DATA FOR THIS TASK —
^^^^
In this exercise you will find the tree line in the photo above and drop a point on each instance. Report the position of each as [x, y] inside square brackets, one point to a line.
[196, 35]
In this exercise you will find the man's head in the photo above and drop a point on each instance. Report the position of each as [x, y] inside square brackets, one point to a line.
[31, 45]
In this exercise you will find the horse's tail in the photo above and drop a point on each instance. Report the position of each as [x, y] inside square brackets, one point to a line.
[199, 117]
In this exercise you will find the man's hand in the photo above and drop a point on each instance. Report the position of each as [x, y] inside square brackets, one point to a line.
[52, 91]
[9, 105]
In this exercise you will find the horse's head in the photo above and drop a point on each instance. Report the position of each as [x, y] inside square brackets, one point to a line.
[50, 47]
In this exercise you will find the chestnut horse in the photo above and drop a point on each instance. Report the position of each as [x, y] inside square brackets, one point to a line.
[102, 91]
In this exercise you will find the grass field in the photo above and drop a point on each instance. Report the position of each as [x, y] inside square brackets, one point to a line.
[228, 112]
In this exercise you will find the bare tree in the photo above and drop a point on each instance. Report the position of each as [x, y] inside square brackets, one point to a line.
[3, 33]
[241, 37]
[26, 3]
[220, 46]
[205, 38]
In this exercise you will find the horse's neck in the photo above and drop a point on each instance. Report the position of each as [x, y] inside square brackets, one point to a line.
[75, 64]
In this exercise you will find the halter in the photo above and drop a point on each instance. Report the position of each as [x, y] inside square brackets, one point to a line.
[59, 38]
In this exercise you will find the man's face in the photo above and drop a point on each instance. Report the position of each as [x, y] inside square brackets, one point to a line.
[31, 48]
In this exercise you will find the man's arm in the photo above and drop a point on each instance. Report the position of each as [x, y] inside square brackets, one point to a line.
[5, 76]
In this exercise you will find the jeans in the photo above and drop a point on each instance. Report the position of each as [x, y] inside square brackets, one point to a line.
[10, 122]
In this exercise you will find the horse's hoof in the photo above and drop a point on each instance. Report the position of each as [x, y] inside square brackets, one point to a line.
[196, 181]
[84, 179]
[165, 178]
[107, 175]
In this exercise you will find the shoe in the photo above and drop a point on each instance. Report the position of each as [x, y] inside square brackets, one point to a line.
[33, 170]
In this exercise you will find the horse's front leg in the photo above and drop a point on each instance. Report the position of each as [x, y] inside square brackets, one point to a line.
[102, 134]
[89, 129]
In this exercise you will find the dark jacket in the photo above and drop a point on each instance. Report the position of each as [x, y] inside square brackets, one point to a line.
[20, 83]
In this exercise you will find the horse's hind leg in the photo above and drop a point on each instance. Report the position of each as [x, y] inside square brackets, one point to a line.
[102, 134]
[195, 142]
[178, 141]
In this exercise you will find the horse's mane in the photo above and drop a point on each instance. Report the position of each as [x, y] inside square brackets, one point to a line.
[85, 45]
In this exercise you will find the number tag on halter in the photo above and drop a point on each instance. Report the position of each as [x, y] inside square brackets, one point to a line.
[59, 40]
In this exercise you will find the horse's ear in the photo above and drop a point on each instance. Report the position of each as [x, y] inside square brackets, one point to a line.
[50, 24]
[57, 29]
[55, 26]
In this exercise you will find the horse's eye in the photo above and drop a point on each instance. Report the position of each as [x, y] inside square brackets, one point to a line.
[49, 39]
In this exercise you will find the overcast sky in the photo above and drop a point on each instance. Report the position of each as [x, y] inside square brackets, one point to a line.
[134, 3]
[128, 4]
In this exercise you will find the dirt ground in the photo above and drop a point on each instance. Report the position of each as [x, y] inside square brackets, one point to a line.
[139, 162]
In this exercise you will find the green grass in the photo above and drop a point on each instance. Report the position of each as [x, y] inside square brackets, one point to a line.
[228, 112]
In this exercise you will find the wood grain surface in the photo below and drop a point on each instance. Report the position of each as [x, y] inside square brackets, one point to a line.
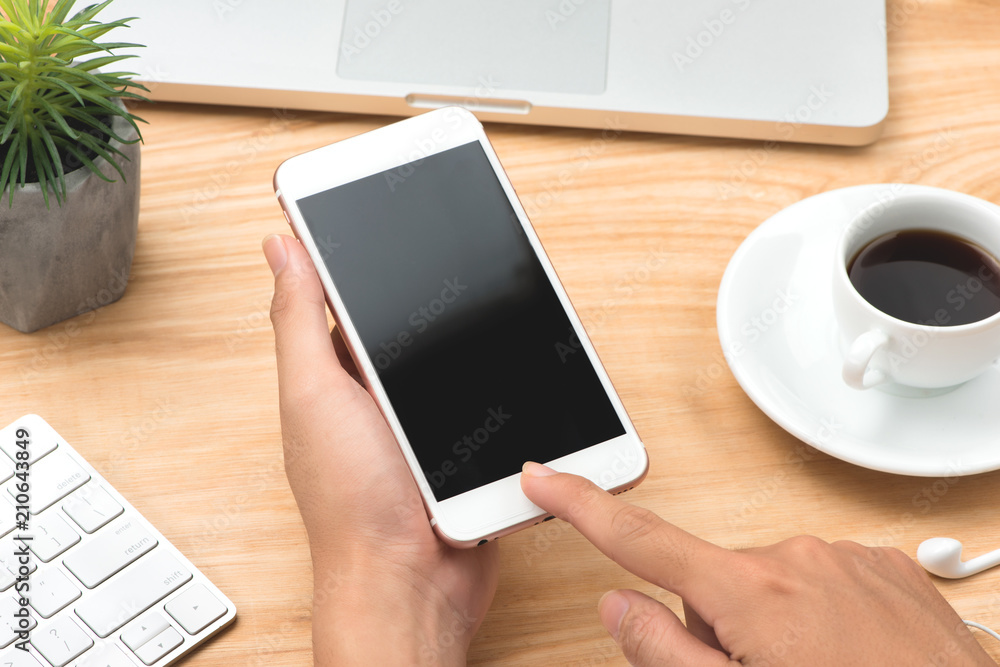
[171, 392]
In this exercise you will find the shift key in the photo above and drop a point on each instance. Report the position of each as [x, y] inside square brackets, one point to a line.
[132, 592]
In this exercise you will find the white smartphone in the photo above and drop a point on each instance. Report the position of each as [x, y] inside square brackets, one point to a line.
[459, 327]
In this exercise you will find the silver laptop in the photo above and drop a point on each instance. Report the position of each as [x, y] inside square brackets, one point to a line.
[763, 69]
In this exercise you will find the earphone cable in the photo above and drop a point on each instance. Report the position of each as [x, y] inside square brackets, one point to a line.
[982, 627]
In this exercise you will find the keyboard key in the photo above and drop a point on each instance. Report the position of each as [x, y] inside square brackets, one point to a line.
[109, 552]
[195, 609]
[6, 581]
[52, 479]
[108, 655]
[8, 517]
[53, 535]
[132, 592]
[143, 629]
[11, 553]
[51, 590]
[11, 617]
[43, 439]
[159, 646]
[91, 507]
[61, 641]
[18, 658]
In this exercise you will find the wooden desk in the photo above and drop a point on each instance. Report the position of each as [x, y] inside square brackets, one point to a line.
[171, 392]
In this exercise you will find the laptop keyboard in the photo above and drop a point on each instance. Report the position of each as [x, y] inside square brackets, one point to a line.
[84, 578]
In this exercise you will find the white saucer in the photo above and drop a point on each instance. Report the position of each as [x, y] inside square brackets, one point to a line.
[789, 362]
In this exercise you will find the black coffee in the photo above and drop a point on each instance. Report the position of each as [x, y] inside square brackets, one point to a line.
[927, 277]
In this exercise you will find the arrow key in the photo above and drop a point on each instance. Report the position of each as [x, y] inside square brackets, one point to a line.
[195, 609]
[144, 628]
[159, 646]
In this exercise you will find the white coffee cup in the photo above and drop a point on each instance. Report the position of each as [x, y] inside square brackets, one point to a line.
[880, 348]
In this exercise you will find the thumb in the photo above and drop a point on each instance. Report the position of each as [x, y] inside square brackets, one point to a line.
[303, 347]
[648, 633]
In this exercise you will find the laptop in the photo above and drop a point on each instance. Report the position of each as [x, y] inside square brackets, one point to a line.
[759, 69]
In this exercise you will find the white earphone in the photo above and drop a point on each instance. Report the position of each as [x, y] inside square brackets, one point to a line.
[943, 556]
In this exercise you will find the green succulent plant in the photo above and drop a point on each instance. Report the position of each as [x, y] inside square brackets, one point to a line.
[56, 105]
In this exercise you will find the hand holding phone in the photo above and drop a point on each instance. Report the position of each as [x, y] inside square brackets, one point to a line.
[456, 320]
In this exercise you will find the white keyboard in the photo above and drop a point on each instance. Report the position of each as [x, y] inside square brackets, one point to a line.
[92, 583]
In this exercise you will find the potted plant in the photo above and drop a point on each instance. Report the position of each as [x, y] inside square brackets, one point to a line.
[69, 163]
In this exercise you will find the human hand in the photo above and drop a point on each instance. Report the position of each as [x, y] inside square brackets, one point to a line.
[798, 602]
[386, 590]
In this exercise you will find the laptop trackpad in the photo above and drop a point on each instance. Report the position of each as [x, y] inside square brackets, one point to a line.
[553, 45]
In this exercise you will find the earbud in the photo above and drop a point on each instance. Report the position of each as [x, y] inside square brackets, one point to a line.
[943, 556]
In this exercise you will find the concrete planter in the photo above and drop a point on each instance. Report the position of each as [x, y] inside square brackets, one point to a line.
[59, 262]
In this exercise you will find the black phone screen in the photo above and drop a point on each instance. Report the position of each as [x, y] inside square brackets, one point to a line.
[474, 349]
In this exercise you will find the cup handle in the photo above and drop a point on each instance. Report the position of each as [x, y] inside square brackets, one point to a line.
[857, 373]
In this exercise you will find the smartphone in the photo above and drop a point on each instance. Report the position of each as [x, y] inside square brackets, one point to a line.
[459, 327]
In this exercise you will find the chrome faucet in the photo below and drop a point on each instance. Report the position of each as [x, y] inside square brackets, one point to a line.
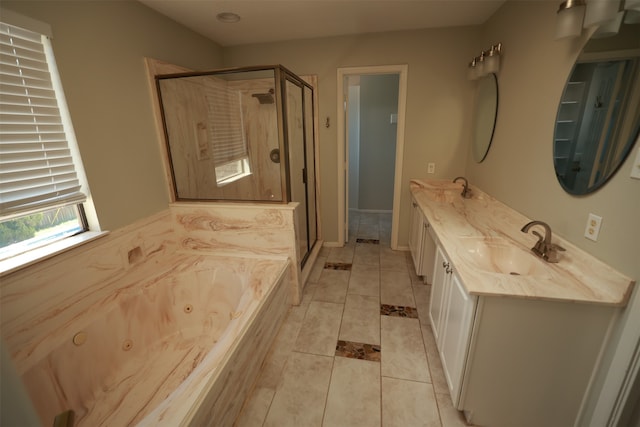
[543, 248]
[466, 191]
^^^^
WHAT YOU HAVE TO DO — Convert the lines starting at the one containing "In this exercise you will find the laptop trackpad" and ending at the last line into a two-column CSV with the headers line_text and answer. Give one row for each text with its coordinates, put each value in a single quoted field with line breaks replaced by spaces, and leave out the pictures.

CORRECT OUTPUT —
line_text,answer
"In this exercise you will find the laptop trackpad in the photo above and drop a point on each instance. Report the position of each as [x, y] inside square brackets, one point to a line.","[553, 45]"
"In this exercise you will find the earbud in the photo above and drop a point on each instance. Report the position of each as [x, y] inside square brackets, one point to a line.","[943, 556]"
"In this exercise you will find the concrete planter in the photo above and drop a point on each instance. Report the position of each as [x, y] inside square brackets, one point to a line.","[59, 262]"
"In this exercise you will find the black phone screen in the photo above and drop a point on each instance. Report the position of each as [x, y] inside square brackets, one point to a line.","[474, 349]"
"In this exercise you will find the cup handle in the photo above and drop a point on each instance. Report the position of each as [x, y] inside square brackets, one point to a line.","[857, 373]"
"In this exercise you will find the smartphone in the photo above and drop a point on each instance. Report the position of each as [x, y] inside square brackets, one point to a line.","[459, 327]"
"In this exercise you will find the chrome faucet in the photo below and drop a point on each instance. Report the position of each as [x, y] inside square brackets, one point to a line.","[543, 248] [466, 191]"